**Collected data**
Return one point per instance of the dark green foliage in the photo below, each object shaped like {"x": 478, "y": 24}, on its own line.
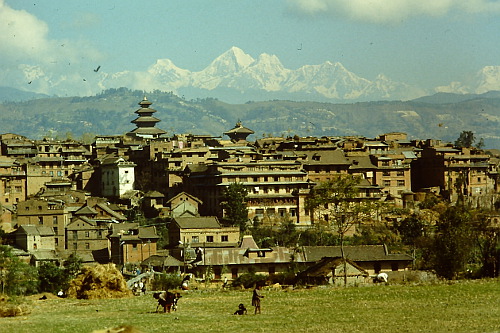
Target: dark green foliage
{"x": 16, "y": 277}
{"x": 52, "y": 278}
{"x": 286, "y": 278}
{"x": 465, "y": 140}
{"x": 235, "y": 206}
{"x": 411, "y": 229}
{"x": 249, "y": 280}
{"x": 166, "y": 281}
{"x": 429, "y": 202}
{"x": 453, "y": 243}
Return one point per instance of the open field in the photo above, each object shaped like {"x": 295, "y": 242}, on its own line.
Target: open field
{"x": 468, "y": 306}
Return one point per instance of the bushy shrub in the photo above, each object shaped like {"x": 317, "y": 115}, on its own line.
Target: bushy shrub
{"x": 285, "y": 278}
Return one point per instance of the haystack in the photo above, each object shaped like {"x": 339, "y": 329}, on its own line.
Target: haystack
{"x": 100, "y": 281}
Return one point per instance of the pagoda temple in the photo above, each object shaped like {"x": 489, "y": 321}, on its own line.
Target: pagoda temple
{"x": 146, "y": 122}
{"x": 238, "y": 133}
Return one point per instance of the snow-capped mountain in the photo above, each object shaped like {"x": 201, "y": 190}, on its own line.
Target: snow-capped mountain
{"x": 237, "y": 72}
{"x": 237, "y": 77}
{"x": 486, "y": 79}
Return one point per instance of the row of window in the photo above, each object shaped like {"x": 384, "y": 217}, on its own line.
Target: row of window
{"x": 209, "y": 239}
{"x": 282, "y": 212}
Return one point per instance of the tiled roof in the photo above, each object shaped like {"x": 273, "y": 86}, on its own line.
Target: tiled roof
{"x": 354, "y": 253}
{"x": 201, "y": 222}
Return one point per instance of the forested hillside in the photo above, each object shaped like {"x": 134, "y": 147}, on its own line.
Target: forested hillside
{"x": 111, "y": 112}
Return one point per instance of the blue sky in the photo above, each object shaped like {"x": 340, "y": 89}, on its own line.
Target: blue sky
{"x": 421, "y": 42}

**Your objective**
Locate the line that contains "Target: forested hillside", then please quote it and every line after it to the end of the entries above, exactly and with nothing else.

**Solution for this problem**
Target: forested hillside
{"x": 111, "y": 112}
Return one point per instance of the blue sky in the photo above, each object shaped like {"x": 340, "y": 89}, on its own line.
Target: blue sky
{"x": 421, "y": 42}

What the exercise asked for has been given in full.